> _Problem_:
Match the word "feathers". Return each line of the data below where it appears.

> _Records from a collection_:
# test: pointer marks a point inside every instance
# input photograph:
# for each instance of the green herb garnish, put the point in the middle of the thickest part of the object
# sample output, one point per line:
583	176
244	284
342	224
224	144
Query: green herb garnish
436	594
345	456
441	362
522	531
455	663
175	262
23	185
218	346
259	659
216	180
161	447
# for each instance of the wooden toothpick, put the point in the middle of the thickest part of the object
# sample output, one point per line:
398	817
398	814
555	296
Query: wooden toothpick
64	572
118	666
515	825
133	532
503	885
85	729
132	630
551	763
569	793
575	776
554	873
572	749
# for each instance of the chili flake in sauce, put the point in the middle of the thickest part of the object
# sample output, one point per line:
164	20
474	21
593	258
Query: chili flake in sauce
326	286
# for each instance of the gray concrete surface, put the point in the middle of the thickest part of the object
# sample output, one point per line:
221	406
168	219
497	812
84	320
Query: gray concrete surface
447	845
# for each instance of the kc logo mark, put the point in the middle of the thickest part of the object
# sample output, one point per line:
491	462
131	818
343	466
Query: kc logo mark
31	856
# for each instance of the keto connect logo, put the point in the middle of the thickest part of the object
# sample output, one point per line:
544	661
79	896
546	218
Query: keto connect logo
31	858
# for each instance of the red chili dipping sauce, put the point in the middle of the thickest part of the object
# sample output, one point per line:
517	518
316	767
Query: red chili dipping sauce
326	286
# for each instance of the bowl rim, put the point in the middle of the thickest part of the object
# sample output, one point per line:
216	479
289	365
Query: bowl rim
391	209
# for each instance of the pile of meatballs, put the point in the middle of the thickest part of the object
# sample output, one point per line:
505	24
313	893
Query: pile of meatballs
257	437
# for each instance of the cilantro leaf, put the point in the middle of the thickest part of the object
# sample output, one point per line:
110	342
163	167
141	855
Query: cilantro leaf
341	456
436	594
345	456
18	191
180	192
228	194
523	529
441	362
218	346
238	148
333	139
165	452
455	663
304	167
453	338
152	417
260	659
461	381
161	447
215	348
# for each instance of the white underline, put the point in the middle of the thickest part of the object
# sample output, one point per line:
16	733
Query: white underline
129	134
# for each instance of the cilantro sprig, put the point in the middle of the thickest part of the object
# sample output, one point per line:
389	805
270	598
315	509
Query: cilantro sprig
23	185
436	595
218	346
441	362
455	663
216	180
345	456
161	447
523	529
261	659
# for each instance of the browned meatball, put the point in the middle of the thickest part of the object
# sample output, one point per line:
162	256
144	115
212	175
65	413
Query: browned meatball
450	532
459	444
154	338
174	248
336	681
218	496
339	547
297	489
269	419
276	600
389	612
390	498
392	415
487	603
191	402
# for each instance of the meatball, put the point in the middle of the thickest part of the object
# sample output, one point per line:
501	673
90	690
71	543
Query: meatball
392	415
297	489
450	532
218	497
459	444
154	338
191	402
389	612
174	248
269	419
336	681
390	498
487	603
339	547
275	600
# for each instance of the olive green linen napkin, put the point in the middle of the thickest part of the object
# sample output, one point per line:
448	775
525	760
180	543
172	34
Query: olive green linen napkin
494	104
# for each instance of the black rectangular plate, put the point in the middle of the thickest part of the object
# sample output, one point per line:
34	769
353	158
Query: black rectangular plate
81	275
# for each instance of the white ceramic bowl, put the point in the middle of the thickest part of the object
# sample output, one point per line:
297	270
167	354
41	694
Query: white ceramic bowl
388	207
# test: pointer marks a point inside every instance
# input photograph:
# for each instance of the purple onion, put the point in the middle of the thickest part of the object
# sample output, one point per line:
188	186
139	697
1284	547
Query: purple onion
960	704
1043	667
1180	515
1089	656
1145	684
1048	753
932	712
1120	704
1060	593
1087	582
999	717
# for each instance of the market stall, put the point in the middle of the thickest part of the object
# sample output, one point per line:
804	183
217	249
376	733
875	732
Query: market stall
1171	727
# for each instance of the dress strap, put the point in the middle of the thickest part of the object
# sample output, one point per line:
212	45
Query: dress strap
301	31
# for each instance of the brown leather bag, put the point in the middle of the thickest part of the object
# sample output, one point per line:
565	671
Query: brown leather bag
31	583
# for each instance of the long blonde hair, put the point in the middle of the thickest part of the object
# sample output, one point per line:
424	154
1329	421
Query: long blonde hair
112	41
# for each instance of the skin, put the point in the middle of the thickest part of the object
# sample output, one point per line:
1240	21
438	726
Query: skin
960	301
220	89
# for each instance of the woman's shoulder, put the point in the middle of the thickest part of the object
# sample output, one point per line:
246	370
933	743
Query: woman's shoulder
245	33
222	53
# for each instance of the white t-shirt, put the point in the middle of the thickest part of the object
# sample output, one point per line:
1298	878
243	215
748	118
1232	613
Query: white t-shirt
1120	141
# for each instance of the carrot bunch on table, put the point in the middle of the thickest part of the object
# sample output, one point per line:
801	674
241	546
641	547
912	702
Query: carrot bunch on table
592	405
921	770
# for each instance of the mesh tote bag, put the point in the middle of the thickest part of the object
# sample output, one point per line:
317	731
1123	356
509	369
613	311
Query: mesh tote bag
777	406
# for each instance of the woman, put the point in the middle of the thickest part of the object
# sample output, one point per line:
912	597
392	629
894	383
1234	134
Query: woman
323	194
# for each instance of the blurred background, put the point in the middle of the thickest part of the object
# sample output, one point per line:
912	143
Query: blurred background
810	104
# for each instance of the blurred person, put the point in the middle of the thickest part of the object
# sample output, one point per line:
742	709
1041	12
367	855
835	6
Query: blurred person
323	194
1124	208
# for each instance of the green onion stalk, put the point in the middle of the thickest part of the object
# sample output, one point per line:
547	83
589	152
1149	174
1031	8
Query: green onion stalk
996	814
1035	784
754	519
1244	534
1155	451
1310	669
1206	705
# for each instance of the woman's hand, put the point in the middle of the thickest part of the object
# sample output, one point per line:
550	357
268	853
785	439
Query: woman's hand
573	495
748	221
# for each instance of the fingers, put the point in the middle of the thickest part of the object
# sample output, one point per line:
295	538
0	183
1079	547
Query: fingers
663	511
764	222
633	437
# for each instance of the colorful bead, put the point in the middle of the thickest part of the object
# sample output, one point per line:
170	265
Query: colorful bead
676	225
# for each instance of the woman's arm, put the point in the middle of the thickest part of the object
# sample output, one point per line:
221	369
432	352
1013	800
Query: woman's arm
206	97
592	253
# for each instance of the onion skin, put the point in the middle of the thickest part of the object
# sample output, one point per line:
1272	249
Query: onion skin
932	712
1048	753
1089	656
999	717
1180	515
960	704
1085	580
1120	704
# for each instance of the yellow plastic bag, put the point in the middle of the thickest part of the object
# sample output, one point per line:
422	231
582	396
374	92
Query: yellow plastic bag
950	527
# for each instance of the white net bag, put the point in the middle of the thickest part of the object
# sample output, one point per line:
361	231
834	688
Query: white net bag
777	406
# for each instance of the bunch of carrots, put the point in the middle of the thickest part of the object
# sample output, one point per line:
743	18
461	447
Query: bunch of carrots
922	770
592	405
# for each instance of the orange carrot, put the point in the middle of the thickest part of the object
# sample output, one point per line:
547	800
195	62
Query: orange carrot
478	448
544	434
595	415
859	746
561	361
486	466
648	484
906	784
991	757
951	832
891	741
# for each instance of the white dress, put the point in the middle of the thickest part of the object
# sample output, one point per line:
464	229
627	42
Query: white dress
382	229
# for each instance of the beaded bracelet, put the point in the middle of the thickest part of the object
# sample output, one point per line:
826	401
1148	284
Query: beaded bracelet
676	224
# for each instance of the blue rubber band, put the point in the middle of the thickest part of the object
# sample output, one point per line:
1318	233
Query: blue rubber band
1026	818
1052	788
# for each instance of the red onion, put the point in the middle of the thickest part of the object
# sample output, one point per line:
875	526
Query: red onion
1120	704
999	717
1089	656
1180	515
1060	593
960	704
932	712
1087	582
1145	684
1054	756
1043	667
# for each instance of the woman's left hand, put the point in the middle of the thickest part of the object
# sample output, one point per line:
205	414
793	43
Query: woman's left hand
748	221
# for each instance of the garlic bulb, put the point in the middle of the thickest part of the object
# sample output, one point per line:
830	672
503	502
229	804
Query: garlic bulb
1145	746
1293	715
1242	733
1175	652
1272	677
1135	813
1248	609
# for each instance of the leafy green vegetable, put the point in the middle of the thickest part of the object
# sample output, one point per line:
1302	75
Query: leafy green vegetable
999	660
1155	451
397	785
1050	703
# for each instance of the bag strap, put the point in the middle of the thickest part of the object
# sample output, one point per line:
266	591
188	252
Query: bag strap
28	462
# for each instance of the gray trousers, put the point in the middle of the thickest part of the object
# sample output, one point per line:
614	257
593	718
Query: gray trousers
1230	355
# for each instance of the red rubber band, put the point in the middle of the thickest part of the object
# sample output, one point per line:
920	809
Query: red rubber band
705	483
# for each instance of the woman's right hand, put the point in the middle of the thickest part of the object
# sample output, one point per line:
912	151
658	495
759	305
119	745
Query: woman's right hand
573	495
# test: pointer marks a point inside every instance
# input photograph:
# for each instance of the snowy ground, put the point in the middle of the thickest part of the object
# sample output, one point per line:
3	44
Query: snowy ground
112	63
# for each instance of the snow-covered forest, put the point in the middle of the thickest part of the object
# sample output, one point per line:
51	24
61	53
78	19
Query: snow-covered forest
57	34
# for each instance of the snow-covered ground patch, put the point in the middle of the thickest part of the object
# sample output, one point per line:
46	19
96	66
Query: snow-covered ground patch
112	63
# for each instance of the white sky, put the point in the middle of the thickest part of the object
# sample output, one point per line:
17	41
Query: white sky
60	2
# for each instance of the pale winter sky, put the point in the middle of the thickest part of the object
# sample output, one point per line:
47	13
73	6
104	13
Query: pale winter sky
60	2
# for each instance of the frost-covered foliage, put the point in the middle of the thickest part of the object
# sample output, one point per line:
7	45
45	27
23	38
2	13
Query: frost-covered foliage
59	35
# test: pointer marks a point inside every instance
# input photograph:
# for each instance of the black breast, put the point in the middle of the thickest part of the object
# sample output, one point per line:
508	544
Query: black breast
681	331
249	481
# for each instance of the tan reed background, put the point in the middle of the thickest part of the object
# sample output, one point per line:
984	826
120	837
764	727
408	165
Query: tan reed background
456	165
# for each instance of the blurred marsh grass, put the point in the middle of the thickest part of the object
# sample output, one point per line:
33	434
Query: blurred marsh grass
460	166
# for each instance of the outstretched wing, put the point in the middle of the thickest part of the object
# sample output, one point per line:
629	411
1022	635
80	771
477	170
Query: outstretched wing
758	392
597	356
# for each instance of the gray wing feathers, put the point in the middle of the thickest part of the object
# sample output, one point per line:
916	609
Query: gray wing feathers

> _Output for this task_:
# for each instance of the gray wing feathers, put the point in the middle of the thickest part of the object
Query: gray wing feathers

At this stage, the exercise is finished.